The FDA Failed In Its Duty To Ensure Vaccines Are Safe For Children

Before parents consent to vaccinate their children against COVID, basic medical ethics requires that they be informed of how safe the vaccine is. Yet in a shocking on-video admission, Dr. Eric Ruben, an advisory committee member to the FDA, said this about the COVID vaccine in children five to eleven during an official FDA hearing: “We’re never going to learn about how safe the vaccine is until we start giving it. That’s just the way it goes.”

No, Dr. Ruben, that isn’t “the way it goes.” American children are not experimental subjects. You could and should have demanded more safety studies.

Despite the admitted lack of safety data, the FDA “expert” advisory committee went on to vote 17–0 for emergency-use authorization of the Pfizer-BioNTech COVID-19 vaccine. The FDA itself codified their recommendation on Friday. This is a scandal.

Actions to take ->
1. In the commentary on FDA vaccine safety, condense the paragraph beginning "Despite the admitted lack of safety data" into one shorter sentence that keeps its main facts.
2. Carry the commentary on FDA vaccine safety forward from its final sentence.

Extracted information ->
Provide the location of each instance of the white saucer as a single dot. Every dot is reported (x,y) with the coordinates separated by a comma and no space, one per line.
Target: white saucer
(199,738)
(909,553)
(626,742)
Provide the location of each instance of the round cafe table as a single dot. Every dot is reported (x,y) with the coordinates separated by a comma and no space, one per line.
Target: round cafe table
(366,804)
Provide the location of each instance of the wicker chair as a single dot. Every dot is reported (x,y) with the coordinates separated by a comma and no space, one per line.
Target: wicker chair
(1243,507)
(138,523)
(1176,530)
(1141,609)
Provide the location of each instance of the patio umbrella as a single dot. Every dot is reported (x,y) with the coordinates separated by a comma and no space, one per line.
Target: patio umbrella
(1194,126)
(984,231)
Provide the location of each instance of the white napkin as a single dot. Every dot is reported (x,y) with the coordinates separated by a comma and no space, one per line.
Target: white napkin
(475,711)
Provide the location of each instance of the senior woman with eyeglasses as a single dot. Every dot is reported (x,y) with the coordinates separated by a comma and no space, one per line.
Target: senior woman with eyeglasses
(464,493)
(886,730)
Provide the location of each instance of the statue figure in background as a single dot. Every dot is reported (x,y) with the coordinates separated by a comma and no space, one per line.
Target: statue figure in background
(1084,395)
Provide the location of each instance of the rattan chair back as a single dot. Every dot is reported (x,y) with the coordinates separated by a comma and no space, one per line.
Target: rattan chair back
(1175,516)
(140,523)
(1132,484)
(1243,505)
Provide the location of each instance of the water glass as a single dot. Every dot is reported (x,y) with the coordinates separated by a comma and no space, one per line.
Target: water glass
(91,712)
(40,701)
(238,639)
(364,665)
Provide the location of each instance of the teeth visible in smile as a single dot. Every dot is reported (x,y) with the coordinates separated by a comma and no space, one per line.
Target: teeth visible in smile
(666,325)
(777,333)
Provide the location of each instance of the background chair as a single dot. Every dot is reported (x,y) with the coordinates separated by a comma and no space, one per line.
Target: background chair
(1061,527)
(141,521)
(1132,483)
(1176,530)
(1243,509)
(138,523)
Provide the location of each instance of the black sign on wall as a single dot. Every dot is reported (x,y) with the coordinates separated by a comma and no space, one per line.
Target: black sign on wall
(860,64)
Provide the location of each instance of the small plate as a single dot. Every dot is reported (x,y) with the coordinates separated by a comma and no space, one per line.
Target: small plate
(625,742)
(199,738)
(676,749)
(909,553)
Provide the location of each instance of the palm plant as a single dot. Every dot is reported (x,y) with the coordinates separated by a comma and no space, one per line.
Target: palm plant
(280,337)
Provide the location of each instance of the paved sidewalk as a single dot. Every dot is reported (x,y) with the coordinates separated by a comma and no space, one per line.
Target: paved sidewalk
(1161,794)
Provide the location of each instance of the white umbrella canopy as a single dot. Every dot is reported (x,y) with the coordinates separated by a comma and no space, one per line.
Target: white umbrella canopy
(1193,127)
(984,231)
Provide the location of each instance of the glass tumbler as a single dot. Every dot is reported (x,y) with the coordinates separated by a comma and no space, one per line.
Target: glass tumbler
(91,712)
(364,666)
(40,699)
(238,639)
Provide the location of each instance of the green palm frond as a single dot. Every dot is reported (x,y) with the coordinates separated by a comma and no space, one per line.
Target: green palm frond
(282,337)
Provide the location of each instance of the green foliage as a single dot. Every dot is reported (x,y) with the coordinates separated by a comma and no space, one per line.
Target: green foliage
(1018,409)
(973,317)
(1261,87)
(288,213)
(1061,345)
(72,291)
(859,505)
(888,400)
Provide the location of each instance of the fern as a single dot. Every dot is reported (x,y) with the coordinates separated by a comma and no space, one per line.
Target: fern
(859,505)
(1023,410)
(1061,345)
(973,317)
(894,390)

Outputs for the tasks ->
1. Though safety data were admittedly lacking, the FDA advisory committee voted 17–0 for emergency-use authorization of the Pfizer-BioNTech COVID-19 vaccine, and the FDA made this official on Friday, which the author calls a scandal.

2.
The FDA’s fundamental medical mission is a simple one. Its job is to make sure that our drugs, biologics, and medical devices are free of impurities; that they are safe; and that they have a positive clinical benefit. Given that the FDA is a public- health agency, and especially given the White House’s appetite for vaccine mandates, we depend more than ever on the FDA remaining independent and scientifically objective and on its advisory committee strictly adhering to its clinical and scientific responsibilities. Under the still commissioner-less Biden FDA, they aren’t, and this isn’t the only example.

One of the problems is how the FDA advisory panels are composed. To serve as an outside expert at the FDA, the person selected cannot have even the appearance of an outside conflict of interest. Those conflicts obviously include having been employed by a pharmaceutical company whose drugs are under review.

Also excluded are scientists who have ever received funding from any pharmaceutical company in the form of research grants or speaking fees. Since “publish or perish” research is a core component of academic tenure, and research is very expensive, scientists may find themselves in a position of needing funding from private sources at some point, including “Big Pharma.”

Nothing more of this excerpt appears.